(Problem requirements)
Check every line of the data for the string "deal" and copy the ones that have it.

(Data records)
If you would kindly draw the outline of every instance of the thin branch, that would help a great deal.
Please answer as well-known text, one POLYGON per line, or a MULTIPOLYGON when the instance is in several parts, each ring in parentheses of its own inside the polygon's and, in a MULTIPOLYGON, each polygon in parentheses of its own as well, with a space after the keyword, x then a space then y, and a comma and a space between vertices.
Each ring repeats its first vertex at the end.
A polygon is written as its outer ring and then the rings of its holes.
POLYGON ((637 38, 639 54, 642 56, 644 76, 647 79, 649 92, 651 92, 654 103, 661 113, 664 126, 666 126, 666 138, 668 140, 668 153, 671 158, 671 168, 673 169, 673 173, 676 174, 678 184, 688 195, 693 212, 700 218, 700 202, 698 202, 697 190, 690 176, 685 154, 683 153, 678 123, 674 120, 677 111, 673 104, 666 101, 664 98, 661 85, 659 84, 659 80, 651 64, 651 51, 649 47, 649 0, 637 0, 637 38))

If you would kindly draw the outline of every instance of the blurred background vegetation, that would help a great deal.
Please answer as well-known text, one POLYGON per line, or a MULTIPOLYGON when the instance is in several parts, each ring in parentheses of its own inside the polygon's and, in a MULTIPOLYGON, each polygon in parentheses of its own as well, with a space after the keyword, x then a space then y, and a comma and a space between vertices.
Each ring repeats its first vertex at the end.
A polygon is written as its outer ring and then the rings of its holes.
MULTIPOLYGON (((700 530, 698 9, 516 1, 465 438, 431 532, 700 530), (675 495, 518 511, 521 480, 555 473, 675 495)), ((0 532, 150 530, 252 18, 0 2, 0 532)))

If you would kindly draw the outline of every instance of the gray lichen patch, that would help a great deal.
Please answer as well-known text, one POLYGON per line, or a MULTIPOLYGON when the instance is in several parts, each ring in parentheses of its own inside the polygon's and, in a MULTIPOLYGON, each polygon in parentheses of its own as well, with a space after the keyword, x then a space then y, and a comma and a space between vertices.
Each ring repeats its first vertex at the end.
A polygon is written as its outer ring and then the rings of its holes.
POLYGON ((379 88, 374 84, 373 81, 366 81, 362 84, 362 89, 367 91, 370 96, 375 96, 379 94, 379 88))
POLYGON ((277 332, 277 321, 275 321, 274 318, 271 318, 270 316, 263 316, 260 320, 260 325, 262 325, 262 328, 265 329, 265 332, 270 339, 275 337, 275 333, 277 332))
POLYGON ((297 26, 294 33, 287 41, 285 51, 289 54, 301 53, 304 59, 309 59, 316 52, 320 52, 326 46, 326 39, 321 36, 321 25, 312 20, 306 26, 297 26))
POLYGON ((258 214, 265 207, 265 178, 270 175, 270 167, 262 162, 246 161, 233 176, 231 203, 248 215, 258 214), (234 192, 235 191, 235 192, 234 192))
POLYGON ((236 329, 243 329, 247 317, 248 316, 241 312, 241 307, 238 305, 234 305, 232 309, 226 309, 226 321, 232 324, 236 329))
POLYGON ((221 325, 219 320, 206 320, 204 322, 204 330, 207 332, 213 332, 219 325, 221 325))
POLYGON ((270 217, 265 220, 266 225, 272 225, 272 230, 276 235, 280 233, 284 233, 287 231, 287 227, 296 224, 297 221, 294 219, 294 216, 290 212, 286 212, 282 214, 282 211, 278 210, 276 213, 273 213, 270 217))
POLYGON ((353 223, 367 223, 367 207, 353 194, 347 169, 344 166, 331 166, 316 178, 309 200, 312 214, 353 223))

(Solution for this exercise)
If you would kindly draw the outline of every instance of the thin branch, that would help a great deal.
If you would kindly draw the outline of every instance of the blurred background vegetation, that would help a great deal.
If you would kindly draw the outline of every instance of the gray lichen patch, that would help a great deal.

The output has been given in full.